> REQUIRED WORK
Gather every line from the records below that contains the string "firefighter", and copy each of those lines unchanged.

(Data entries)
>>>>

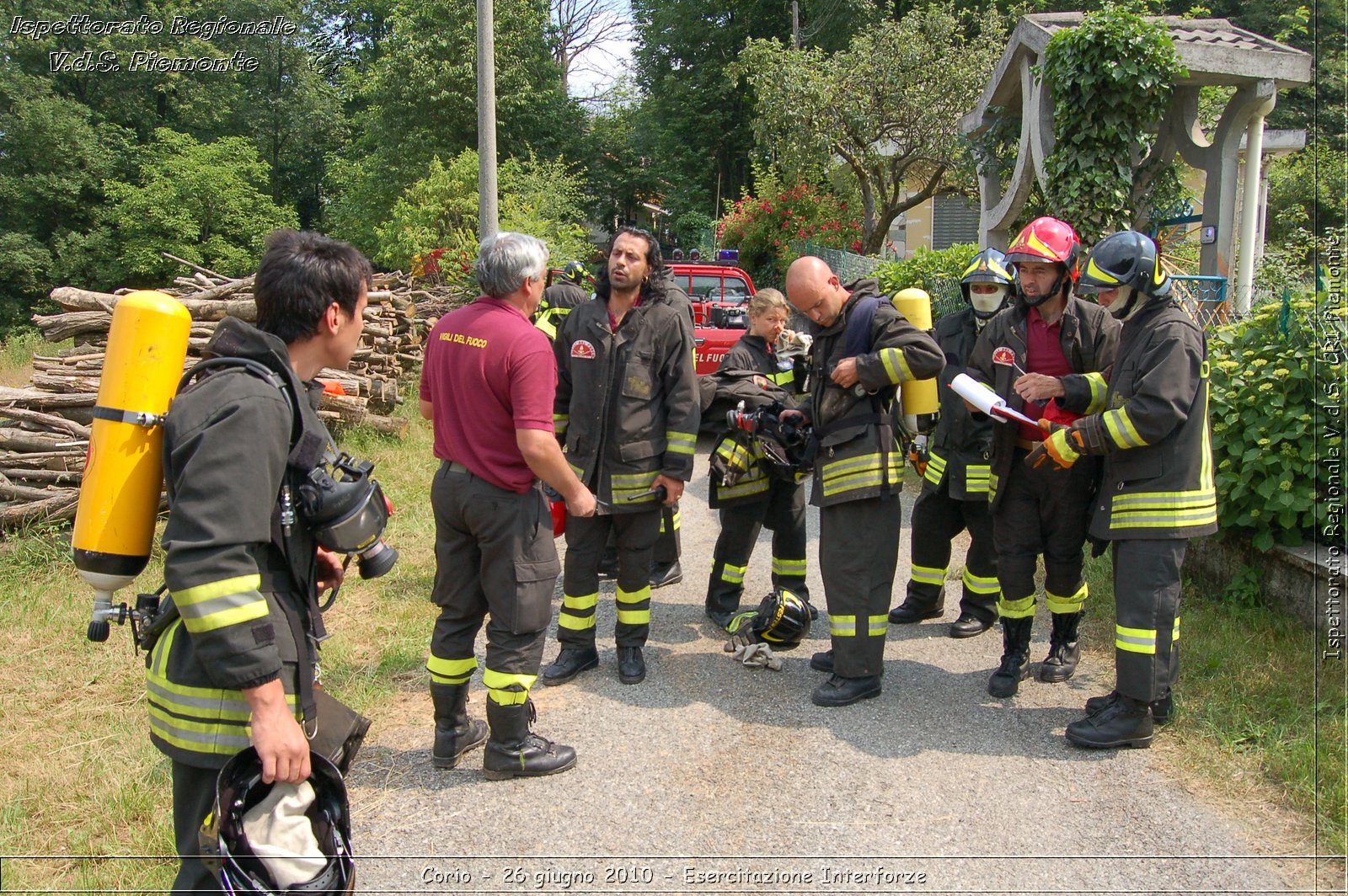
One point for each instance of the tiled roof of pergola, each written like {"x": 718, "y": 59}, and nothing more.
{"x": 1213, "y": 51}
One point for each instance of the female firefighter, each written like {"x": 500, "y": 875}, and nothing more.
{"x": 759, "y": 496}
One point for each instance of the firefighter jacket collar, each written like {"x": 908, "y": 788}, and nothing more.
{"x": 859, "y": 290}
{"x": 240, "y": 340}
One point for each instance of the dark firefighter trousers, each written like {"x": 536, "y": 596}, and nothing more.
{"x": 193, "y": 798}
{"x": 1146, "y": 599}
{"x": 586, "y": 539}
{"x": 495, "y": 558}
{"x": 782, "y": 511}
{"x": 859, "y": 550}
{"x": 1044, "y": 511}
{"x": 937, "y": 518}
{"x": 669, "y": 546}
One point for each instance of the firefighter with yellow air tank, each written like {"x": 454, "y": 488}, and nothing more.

<<<<
>>>>

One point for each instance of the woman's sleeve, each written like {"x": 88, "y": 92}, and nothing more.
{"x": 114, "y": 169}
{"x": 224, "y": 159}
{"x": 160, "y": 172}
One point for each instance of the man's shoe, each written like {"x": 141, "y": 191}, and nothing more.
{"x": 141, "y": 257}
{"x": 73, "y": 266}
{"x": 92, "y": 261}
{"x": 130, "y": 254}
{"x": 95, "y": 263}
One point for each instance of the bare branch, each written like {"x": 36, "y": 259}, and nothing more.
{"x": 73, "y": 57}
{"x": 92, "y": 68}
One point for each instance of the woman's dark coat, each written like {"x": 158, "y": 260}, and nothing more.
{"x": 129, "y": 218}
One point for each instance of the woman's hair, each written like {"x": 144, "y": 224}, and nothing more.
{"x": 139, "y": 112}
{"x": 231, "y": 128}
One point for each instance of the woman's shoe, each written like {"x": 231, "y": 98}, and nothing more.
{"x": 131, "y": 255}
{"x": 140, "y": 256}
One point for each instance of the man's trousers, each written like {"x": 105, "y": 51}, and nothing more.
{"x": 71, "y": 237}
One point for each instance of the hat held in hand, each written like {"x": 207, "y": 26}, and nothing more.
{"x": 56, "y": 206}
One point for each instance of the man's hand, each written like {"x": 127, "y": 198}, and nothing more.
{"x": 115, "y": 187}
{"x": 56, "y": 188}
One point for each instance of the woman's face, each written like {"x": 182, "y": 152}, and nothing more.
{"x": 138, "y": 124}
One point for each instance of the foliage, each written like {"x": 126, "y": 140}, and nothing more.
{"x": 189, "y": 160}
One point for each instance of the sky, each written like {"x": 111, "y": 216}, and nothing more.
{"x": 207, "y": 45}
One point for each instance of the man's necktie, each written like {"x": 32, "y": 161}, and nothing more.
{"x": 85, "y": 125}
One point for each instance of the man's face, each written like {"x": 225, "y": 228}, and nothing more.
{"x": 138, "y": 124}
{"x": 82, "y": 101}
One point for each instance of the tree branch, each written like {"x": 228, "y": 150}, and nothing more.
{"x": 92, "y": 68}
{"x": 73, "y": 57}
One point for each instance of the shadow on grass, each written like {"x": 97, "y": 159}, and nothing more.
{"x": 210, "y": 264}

<<<<

> TASK ANSWER
One point for each instance of the female firefighter, each written like {"x": 500, "y": 875}, and nothing more.
One point for each instance of the firefighter jacket collar, each written like {"x": 908, "y": 788}, and nothing more.
One point for each instance of the dark firefighter trousers, each written like {"x": 536, "y": 596}, and nothing more.
One point for each instance of the firefighter with yellow air tank, each written like {"x": 454, "y": 488}, and nothing more.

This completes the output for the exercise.